[Opdracht]
Geef het wedstrijdverslag alsjeblieft volledig en woord voor woord terug.

[Aangeleverde tekst]
□ □ □ □
Mario speelde weer aan bord 8 en bewees ook deze wedstrijd weer van grote waarde te zijn. Vrij vroeg op de avond veegde hij zijn tegenstander hard van het bord af. Ook tijdens deze wedstrijd was ik nog bezig, waardoor ik niet zag waar het precies mis ging voor de tegenstander. Mario was echter goed in zijn nopjes met (alweer) een vol punt.
Daarmee is het eindresultaat behaald, een prachtige 5,5-2,5 overwinning. Hoewel dit de eerste wedstrijd was waarin een basisspeler verloor (en daarmee gelijk twee), waren we toch opgelucht dat zo'n sterk team vakkundig van het bord werd geschoven.
Echter, lang de tijd om de genieten was er niet. Op 8 maart stond de topper tegen Onesimus 2 al op het programma.
□ □ □ □
[Gegevens]

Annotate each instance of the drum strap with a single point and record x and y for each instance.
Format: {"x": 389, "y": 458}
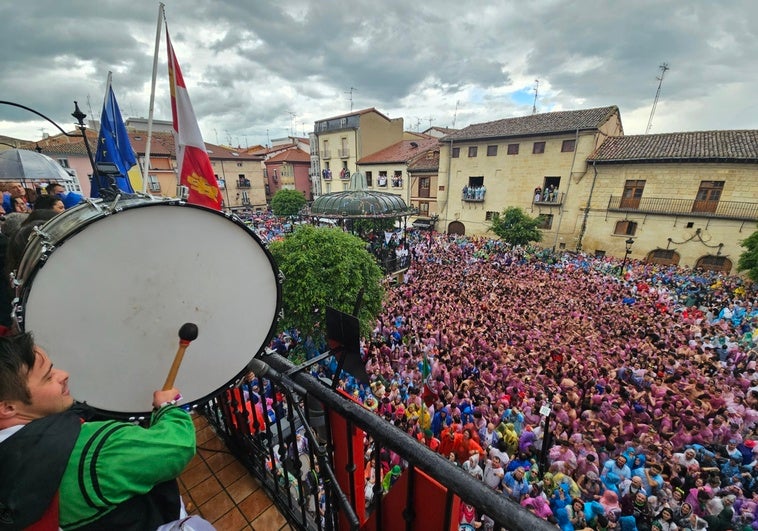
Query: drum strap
{"x": 32, "y": 462}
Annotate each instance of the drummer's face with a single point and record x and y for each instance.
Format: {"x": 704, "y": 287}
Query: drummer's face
{"x": 48, "y": 387}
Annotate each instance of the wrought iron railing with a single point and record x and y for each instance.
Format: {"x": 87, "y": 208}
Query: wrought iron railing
{"x": 473, "y": 195}
{"x": 268, "y": 441}
{"x": 551, "y": 200}
{"x": 690, "y": 207}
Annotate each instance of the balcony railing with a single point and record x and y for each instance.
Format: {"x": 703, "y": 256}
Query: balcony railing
{"x": 553, "y": 200}
{"x": 269, "y": 438}
{"x": 685, "y": 207}
{"x": 474, "y": 195}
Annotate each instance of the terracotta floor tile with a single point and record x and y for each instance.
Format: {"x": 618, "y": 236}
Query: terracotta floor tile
{"x": 269, "y": 520}
{"x": 234, "y": 520}
{"x": 218, "y": 460}
{"x": 203, "y": 435}
{"x": 216, "y": 507}
{"x": 199, "y": 421}
{"x": 214, "y": 443}
{"x": 197, "y": 459}
{"x": 231, "y": 473}
{"x": 242, "y": 488}
{"x": 255, "y": 504}
{"x": 195, "y": 475}
{"x": 205, "y": 491}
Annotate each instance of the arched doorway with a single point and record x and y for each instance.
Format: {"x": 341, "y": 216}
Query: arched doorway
{"x": 712, "y": 262}
{"x": 663, "y": 257}
{"x": 456, "y": 227}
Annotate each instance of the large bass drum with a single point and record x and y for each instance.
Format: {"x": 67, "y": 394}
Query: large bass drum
{"x": 105, "y": 288}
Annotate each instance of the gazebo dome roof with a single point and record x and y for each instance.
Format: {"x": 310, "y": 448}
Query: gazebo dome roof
{"x": 357, "y": 202}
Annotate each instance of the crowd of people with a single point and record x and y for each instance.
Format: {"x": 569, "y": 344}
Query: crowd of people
{"x": 595, "y": 399}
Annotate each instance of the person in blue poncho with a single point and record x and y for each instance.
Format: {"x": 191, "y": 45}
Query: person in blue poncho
{"x": 70, "y": 199}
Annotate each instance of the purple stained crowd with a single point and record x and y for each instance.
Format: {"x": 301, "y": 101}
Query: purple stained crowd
{"x": 595, "y": 398}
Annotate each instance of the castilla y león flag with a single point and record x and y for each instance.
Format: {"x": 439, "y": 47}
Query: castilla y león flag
{"x": 195, "y": 170}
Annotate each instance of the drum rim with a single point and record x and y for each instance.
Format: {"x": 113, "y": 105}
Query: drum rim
{"x": 24, "y": 289}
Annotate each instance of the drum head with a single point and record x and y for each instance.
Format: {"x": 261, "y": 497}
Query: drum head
{"x": 108, "y": 302}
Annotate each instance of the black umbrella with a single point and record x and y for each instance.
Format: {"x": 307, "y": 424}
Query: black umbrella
{"x": 25, "y": 165}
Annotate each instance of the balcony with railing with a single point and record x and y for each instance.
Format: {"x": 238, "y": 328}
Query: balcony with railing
{"x": 555, "y": 199}
{"x": 473, "y": 194}
{"x": 670, "y": 206}
{"x": 303, "y": 422}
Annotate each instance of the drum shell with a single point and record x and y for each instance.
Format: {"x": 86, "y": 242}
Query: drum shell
{"x": 106, "y": 288}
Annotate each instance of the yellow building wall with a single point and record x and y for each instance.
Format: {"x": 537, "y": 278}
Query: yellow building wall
{"x": 230, "y": 170}
{"x": 373, "y": 134}
{"x": 692, "y": 237}
{"x": 414, "y": 190}
{"x": 377, "y": 133}
{"x": 510, "y": 180}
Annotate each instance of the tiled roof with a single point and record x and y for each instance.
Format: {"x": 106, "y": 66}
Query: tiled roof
{"x": 354, "y": 113}
{"x": 536, "y": 124}
{"x": 291, "y": 155}
{"x": 401, "y": 152}
{"x": 429, "y": 161}
{"x": 739, "y": 146}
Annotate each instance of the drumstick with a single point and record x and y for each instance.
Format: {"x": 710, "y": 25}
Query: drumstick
{"x": 187, "y": 334}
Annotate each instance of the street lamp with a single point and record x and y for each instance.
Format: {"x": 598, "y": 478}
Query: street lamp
{"x": 78, "y": 114}
{"x": 629, "y": 242}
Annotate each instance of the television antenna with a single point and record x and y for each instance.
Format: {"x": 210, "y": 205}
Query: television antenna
{"x": 351, "y": 96}
{"x": 663, "y": 67}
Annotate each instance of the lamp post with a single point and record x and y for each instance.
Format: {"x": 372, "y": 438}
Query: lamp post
{"x": 78, "y": 114}
{"x": 629, "y": 242}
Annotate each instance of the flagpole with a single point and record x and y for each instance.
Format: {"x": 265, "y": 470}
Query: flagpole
{"x": 96, "y": 175}
{"x": 146, "y": 163}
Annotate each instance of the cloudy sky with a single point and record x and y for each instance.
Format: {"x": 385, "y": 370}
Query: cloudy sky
{"x": 259, "y": 70}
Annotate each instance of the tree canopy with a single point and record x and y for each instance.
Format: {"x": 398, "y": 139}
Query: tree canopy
{"x": 287, "y": 202}
{"x": 514, "y": 226}
{"x": 749, "y": 258}
{"x": 326, "y": 267}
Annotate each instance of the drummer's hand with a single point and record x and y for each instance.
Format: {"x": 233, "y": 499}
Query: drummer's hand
{"x": 162, "y": 397}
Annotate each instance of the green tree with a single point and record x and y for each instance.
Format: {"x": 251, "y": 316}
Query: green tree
{"x": 326, "y": 267}
{"x": 749, "y": 258}
{"x": 516, "y": 227}
{"x": 287, "y": 202}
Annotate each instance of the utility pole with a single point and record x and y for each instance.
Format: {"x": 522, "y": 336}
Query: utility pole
{"x": 292, "y": 122}
{"x": 351, "y": 96}
{"x": 663, "y": 67}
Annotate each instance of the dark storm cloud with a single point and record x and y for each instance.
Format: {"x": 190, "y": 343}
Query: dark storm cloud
{"x": 258, "y": 66}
□ □ □ □
[Juist antwoord]
Mario speelde weer aan bord 8 en bewees ook deze wedstrijd weer van grote waarde te zijn. Vrij vroeg op de avond veegde hij zijn tegenstander hard van het bord af. Ook tijdens deze wedstrijd was ik nog bezig, waardoor ik niet zag waar het precies mis ging voor de tegenstander. Mario was echter goed in zijn nopjes met (alweer) een vol punt.
Daarmee is het eindresultaat behaald, een prachtige 5,5-2,5 overwinning. Hoewel dit de eerste wedstrijd was waarin een basisspeler verloor (en daarmee gelijk twee), waren we toch opgelucht dat zo'n sterk team vakkundig van het bord werd geschoven.
Echter, lang de tijd om de genieten was er niet. Op 8 maart stond de topper tegen Onesimus 2 al op het programma.